**抜き書き**

----------

夢見八兵衛(ゆめみはちべえ)

五代目笑福亭松鶴




八兵衛「今日は、どうだす近頃寝ていて食われるという様なぼろ口はおまへんか」
甚兵衛「何んじゃ来る早々出し抜けに、寝て、食われる口……無いともいえんなア、まず丹波の山奥へでも行きいなア」
八「食われますか」
甚「そうやなア、弁当でも持って出掛けるのや、弁当があいたら空の弁当箱枕にして寝ていなア」
八「へィ、食われますかいな」
甚「そしたら『おおかめ』が出て来てすぐ食てくれるわ」
八「ヒヤア、そら『おおかめ』に食われるのや」
甚「そや、寝てて食われるのや」
八「ウダウダと、それでは腹がふくれへん」
甚「『おおかめ』の方でふくれるがな」
八「そんなジャラジャラした、そうやない寝てて此方が食えるという様な事を聞いてまんねんで」
甚「このせちがらい時節に、そんなぼろい事があってたまるもんか、稼いだ上にも稼がないけぬ世の中、稼ぐに追い附く貧棒びんぼうなしと昔からいう通り、お前ものらのらしてずに働かないかん、不相変あいかわらずのらのらしているのやろ」

----------

**データの中身**
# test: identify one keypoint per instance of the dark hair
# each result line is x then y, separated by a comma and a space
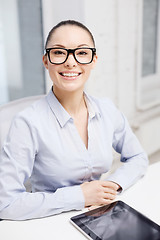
68, 22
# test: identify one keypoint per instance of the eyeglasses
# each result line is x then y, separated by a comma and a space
60, 55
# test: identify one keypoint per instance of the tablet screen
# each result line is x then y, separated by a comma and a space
116, 221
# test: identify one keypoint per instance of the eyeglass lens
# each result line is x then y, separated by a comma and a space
82, 55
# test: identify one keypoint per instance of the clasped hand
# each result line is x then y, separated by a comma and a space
99, 192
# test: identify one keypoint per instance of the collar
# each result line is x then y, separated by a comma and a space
62, 115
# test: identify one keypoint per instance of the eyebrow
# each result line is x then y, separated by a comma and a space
59, 45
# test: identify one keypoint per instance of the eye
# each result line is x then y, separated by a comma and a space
58, 52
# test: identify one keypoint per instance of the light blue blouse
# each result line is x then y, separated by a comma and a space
43, 144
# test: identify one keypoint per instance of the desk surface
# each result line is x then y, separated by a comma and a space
143, 196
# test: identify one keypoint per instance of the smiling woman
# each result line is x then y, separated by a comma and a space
64, 141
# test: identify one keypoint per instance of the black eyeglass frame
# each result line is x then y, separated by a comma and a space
70, 51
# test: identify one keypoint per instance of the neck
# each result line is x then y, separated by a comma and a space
73, 102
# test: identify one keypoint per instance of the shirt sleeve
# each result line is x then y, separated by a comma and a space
133, 157
16, 164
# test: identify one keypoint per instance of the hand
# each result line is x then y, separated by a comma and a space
99, 192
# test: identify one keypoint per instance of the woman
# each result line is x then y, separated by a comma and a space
64, 141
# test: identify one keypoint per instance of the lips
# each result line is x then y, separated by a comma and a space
69, 74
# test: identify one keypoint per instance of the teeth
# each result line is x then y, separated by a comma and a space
70, 74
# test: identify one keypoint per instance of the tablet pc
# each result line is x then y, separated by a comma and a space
116, 221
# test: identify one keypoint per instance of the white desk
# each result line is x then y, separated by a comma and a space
143, 196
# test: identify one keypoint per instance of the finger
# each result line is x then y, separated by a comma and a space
110, 184
109, 196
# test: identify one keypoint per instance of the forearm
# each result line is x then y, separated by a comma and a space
41, 204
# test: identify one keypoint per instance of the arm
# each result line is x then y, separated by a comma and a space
134, 158
16, 164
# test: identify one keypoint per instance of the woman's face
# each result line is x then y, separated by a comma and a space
71, 75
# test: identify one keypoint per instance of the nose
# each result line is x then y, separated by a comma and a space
71, 62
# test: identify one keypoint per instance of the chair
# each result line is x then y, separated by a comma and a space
8, 111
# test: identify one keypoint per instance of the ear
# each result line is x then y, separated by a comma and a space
45, 61
94, 61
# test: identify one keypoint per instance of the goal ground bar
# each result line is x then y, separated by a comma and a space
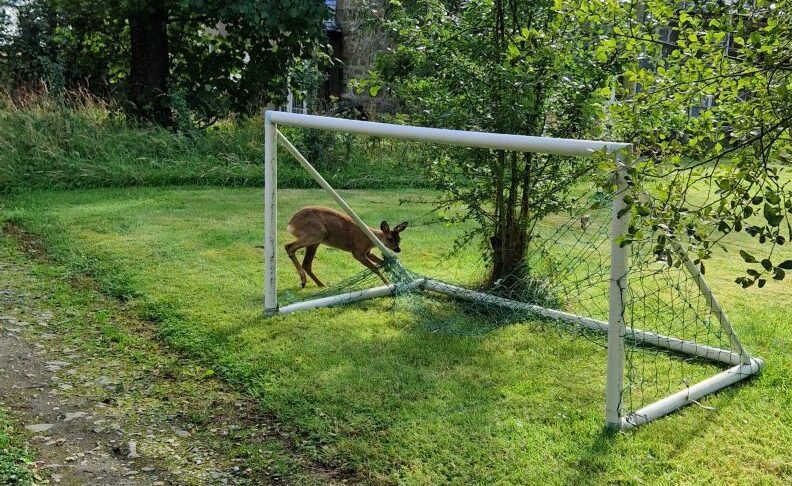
636, 335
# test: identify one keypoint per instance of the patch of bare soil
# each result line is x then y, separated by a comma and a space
104, 404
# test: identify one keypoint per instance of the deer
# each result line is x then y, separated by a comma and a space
315, 225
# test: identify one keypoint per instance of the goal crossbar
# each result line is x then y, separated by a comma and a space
743, 365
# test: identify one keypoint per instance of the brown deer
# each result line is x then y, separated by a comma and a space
315, 225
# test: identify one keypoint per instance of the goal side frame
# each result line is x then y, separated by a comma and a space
742, 364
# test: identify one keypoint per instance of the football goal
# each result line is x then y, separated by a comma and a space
664, 340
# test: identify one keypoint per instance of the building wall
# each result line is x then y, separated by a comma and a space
360, 42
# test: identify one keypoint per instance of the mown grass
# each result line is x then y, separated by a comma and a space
81, 142
363, 388
15, 457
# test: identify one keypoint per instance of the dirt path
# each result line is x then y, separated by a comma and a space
104, 404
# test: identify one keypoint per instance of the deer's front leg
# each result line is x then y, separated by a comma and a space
364, 259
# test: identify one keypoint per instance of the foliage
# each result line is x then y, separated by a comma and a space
78, 140
504, 66
702, 89
706, 97
224, 56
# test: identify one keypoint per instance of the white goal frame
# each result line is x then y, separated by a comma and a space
742, 364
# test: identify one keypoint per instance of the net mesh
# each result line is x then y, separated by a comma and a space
567, 269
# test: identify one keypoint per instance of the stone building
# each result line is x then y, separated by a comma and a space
355, 42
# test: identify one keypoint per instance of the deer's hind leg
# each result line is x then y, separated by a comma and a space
310, 253
291, 250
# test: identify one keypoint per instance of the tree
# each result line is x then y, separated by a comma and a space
707, 98
506, 66
702, 89
212, 57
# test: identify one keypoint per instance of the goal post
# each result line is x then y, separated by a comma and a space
622, 335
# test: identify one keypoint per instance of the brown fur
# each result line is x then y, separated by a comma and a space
315, 225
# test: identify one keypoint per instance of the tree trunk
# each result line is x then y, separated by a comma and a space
508, 250
150, 63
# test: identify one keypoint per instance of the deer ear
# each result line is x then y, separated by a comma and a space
401, 227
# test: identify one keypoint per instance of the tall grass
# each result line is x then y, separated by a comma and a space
78, 141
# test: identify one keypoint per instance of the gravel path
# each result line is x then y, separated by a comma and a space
104, 403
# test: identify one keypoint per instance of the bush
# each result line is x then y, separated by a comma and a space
79, 142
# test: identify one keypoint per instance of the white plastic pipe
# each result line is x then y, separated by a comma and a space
270, 218
348, 297
677, 345
692, 394
616, 300
521, 143
713, 303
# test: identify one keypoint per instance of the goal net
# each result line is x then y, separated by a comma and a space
666, 340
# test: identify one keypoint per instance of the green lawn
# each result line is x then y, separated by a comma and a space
364, 388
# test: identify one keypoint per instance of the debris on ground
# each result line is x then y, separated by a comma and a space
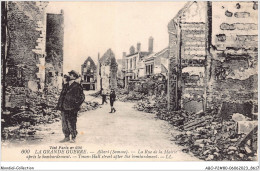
19, 121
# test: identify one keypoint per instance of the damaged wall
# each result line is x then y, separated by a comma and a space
26, 44
225, 72
187, 42
234, 53
54, 49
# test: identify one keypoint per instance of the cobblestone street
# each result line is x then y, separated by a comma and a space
124, 129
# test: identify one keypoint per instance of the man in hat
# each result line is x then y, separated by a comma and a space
69, 103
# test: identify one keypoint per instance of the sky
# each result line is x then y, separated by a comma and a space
94, 27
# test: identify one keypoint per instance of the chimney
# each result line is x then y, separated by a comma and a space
132, 50
123, 60
150, 49
138, 47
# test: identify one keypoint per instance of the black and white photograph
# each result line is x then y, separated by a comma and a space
114, 81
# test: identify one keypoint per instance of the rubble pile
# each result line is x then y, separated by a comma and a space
218, 142
38, 108
210, 138
87, 106
152, 104
206, 134
131, 96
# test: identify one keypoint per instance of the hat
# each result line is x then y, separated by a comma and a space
75, 73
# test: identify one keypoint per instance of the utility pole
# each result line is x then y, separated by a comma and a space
4, 50
208, 35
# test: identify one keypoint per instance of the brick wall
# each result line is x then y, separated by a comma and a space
227, 71
54, 48
26, 26
234, 56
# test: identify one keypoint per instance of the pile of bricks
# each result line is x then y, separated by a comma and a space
206, 134
37, 109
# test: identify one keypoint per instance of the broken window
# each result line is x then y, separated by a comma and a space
255, 6
238, 6
228, 13
242, 14
221, 37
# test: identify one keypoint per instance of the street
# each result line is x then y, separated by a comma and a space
124, 129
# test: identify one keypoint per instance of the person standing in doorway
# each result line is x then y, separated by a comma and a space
69, 103
112, 100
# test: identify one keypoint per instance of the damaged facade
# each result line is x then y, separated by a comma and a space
210, 65
89, 74
54, 50
26, 24
108, 71
157, 63
134, 62
29, 42
234, 65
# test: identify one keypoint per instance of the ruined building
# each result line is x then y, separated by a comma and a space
157, 63
108, 71
134, 66
213, 55
89, 74
54, 50
26, 44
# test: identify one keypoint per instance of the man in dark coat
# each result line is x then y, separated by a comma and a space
102, 93
112, 100
69, 103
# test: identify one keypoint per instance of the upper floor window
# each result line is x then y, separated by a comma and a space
131, 64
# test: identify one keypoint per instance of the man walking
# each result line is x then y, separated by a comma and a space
104, 98
69, 103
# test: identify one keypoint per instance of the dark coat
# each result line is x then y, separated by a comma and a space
112, 97
71, 97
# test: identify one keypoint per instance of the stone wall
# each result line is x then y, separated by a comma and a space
54, 49
210, 66
26, 44
234, 53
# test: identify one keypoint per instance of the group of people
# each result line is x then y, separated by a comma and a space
112, 99
70, 100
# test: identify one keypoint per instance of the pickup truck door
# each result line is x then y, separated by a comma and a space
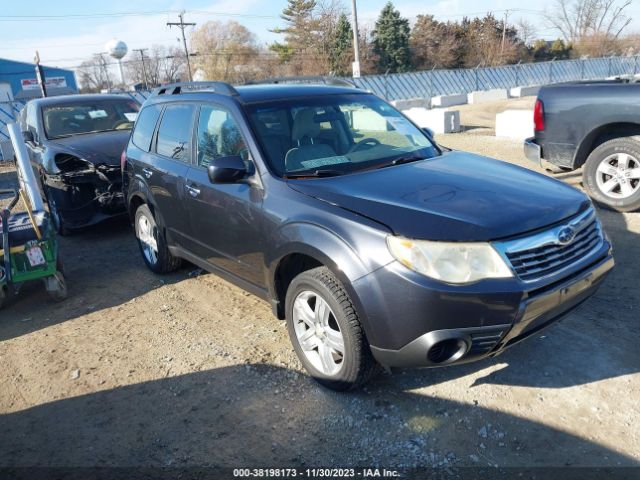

----------

**取り組む問題**
1. 落語『夢見八兵衛』の「甚「そうやなア、弁当でも持っ」から「う様な事を聞いてまんねんで」」までを、「おおかめ」を「熊」に入れ替えて書き出してください。
2. 落語『夢見八兵衛』の二人のやりとりを、甚兵衛の最後のせりふの次から先へ進めてください。

**順番の答え**
1.
甚「そうやなア、弁当でも持って出掛けるのや、弁当があいたら空の弁当箱枕にして寝ていなア」
八「へィ、食われますかいな」
甚「そしたら『熊』が出て来てすぐ食てくれるわ」
八「ヒヤア、そら『熊』に食われるのや」
甚「そや、寝てて食われるのや」
八「ウダウダと、それでは腹がふくれへん」
甚「『熊』の方でふくれるがな」
八「そんなジャラジャラした、そうやない寝てて此方が食えるという様な事を聞いてまんねんで」

2.
八「そのくせ働いてまんねで」
甚「フン、で此頃は何してるねん」
八「一寸おしえてもろうて、妻ヨージけずりを」
甚「何、妻ヨージけずりフフフ、妻ヨージけずりなんてどうせ資本もとの細い商売じゃろ」
八「何いうてなはんね元のふとい先の細いもんだんが」
甚「イヤ、そうやない資本が細かろというのや」
八「元が細かったら問屋が取って呉れまへん、元はふとうて先になるほどほそめて」
甚「わからんなア、私のいう元とは元価つまり早よ言うとあまりもうけがなかろうという事や」
八「へー、それなら百本けずって三厘」
甚「心細いなア、一日何本程出来るね」
八「私でも商売となると勉強しまっせ、朝は早起き夜は夜なべ」
甚「なる程なア、職欲という奴やな、それで一日何本けずれるねん」
八「一生懸命きばって三百本」(大声で節が附く)
甚「そちらむいて物をいえ、三百本と顔中春雨や気をつけ、そんな事では飯どころか茶も満足に呑めんやないか」
八「茶どころか水があぶないくらいだす、そやさかいにあんたの処へ何ぞぼろ口と思うて相談に来たんや」
甚「ずいぶん呑気な男やなア、だいたい今迄何してたんや他におぼえの仕事でもないのか、お前だけしゃべれる口があったら太鼓持(幇間)でもしたらどうや」
八「太鼓持しましたが随分えらい商売だっせ」
甚「楽なと思うていたが甚いか」
八「へエ、夏はさのみ甚い事はないが冬の風の吹く晩は堪りまへん」
甚「何んでや」
八「手が冷えて太鼓のばちが持っていられまへん」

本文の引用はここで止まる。